— Exercise aim —
All entries are to be given again verbatim.
::: Data provided :::
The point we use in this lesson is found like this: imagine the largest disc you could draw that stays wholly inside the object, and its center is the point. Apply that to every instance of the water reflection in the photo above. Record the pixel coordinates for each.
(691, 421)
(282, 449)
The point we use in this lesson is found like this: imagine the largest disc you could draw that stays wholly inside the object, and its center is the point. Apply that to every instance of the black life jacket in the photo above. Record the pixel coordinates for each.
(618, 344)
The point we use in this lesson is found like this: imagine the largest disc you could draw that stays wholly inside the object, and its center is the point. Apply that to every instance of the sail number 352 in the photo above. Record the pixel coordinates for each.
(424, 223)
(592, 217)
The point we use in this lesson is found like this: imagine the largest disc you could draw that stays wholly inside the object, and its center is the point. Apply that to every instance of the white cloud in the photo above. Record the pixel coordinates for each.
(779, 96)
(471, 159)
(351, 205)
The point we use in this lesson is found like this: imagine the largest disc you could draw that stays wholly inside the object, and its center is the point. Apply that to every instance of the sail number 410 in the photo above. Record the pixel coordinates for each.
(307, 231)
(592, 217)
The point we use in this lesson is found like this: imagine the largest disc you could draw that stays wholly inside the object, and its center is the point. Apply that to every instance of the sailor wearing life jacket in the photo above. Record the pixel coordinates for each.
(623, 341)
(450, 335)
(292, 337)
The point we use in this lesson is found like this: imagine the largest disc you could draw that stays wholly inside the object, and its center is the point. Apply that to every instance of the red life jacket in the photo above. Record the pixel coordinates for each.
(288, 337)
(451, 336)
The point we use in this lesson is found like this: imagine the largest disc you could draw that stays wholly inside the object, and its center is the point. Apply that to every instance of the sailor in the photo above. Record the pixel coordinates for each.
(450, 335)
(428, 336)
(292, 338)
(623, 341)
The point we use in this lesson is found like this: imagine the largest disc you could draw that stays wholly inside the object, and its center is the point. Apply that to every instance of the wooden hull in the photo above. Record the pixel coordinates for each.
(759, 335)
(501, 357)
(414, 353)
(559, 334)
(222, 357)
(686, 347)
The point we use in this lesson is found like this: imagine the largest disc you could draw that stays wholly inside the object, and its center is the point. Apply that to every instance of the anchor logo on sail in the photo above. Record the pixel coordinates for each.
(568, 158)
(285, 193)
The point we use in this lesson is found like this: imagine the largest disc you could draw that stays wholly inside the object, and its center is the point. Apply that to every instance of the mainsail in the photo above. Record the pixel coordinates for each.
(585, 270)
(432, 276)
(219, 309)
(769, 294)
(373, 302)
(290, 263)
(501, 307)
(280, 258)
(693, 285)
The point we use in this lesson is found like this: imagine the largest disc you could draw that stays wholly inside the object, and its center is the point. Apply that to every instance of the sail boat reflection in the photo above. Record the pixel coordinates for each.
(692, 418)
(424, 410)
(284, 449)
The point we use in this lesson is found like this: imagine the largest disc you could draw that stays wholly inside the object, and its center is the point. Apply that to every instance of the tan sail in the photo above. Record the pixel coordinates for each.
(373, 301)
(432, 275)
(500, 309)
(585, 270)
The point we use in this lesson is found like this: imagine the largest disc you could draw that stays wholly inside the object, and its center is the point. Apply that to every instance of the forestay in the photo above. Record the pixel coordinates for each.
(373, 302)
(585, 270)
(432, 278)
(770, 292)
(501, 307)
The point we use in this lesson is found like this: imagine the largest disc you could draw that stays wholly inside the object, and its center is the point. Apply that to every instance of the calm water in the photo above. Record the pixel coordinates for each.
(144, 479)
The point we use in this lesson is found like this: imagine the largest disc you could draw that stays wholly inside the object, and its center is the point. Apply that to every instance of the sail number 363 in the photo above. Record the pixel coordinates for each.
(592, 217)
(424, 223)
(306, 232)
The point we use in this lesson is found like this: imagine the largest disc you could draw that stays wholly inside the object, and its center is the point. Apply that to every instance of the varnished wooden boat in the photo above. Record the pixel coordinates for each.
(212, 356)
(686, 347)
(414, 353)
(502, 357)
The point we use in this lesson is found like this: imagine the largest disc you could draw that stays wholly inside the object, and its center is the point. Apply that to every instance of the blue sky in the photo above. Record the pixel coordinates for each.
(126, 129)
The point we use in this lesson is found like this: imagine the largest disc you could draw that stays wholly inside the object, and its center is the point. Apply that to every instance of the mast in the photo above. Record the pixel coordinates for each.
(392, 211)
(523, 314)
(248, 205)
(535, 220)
:::
— Your solution —
The point we use in this lesson is found like this: imagine the largest disc you could draw that stays wholly inside the object, and its center is the point. Apply that to every instance of the water reflection in the photo above. Record the pixel coordinates for each.
(691, 421)
(282, 449)
The point we use in this lesson is found like this: imagine the largest disc you could draw that stays wholly inside the object, and its center is the point. Apply that to every instance of the black life jacket in the photo above. Record the pixel coordinates for each.
(618, 344)
The point we use in this lesson is found like this: imagine the largest disc you could draw that stays wholly inside the object, and its center is the point. Apply that to every instance of the sail number 352 in the photo above. Record the pixel coordinates for each.
(424, 223)
(592, 217)
The point we use in this lesson is found like this: imagine the largest disc you could draw that stays wholly inside the object, and its center is the point. Apply that to every instance of the white cloud in the photo above. Record the pixel coordinates for each.
(779, 96)
(471, 159)
(351, 205)
The point we use in this lesson is found like this: imagine the largest disc you could draw that stays wholly inside the object, and its center is the point. Apply that to every instance of the sail number 410 in the photo above. Record the pixel coordinates for each.
(307, 231)
(592, 217)
The point we use in this lesson is found like this: imagine the largest disc you could draw that stays wholly inside the object, and its center is the point. Apply that to every instance of the sailor wearing life jacket in the photo above. Record the pixel coordinates for each.
(623, 341)
(450, 335)
(292, 337)
The point we use in this lesson is found like this: imagine the largest disc you could draw that stays wholly inside the object, and its center is the point. Apply that to every instance of the red life jacket in the photo above. Record the pixel coordinates for each.
(288, 337)
(451, 336)
The point we use in this lesson is found like this: imagine the largest disc you could draw that stays wholly inside the object, and its center is the point. Apply that to every instance of the sailor in the photo above. Record the pixel coordinates for each.
(450, 335)
(428, 336)
(292, 338)
(623, 341)
The point we use in this lesson is found like this: imagine the largest disc you could draw that stays wholly inside the object, and its center is the point. Apply that to every instance of the wooden hull in the photo above. Record the pixel coordinates for each.
(759, 335)
(501, 357)
(414, 353)
(559, 334)
(222, 357)
(686, 347)
The point we use in this lesson is found like this: imagine the largest disc you could draw that stays wholly inside the object, and its center is the point. Apply that to every instance of the anchor logo on sail in the photo above. Record the pixel coordinates for each.
(568, 158)
(285, 193)
The point we use in this lesson is found like this: imagine the largest disc you could draw that stays wholly inside the object, and its center is the point. Apply that to every instance of the mainsail in the photo above. Record the pixel coordinates for each.
(585, 270)
(432, 276)
(219, 309)
(769, 294)
(373, 302)
(290, 263)
(501, 307)
(280, 258)
(693, 285)
The point we use in this lesson is found like this: imagine the largest disc you could draw that stays wholly inside the object, and its center is the point. Apply that to every instance of the sail boat reflection in the photo above. Record the pixel coordinates for each.
(692, 418)
(424, 410)
(284, 449)
The point we use in this lesson is found like this: imagine the largest disc you could draw that stays wholly inside the object, and its center is the point. Apply that to every instance of the tan sail in the photo above. Record the pixel coordinates for each.
(373, 301)
(432, 275)
(500, 309)
(585, 270)
The point we use in this lesson is found like this: imagine the largest disc you could draw that stays wholly inside the object, and its center is the point. Apply that to every instance of the forestay in the photo above. Record the pixel coordinates for each.
(373, 302)
(585, 270)
(432, 278)
(770, 292)
(501, 307)
The point we use in this lesson is found like this: imagine the largest disc you could draw that stays wholly inside the object, and its center is the point. Apply that to every instance of the calm water in the photo above. Record the pixel coordinates for each.
(144, 479)
The point we use in this lesson is found like this: imagine the largest disc you could draw that stays wholly inside the object, and its center is the point. Apply that to every instance of the sail number 363 in the photo above. Record the pixel coordinates for each.
(592, 217)
(424, 223)
(306, 232)
The point we use in this lesson is found like this: imagine the largest disc you could draw that stays wholly inside the object, and its center is the point. Apply that to every instance of the varnished wooden boat in the photo above. Record the pixel coordinates for each.
(212, 356)
(686, 347)
(414, 353)
(502, 357)
The point we use in this lesson is found like this: imagine the largest disc you could draw that stays wholly inside the object, and its center is the point. Apply that to every instance of the blue sky in the photo above. Record the pixel coordinates for each.
(126, 129)
The point we use in this lesson is found like this: imagine the largest disc you could draw that stays wholly inside the object, and its center is the point. Apply that to every instance of the mast in the photo above. Record the pixel coordinates for each.
(392, 211)
(523, 314)
(248, 205)
(535, 220)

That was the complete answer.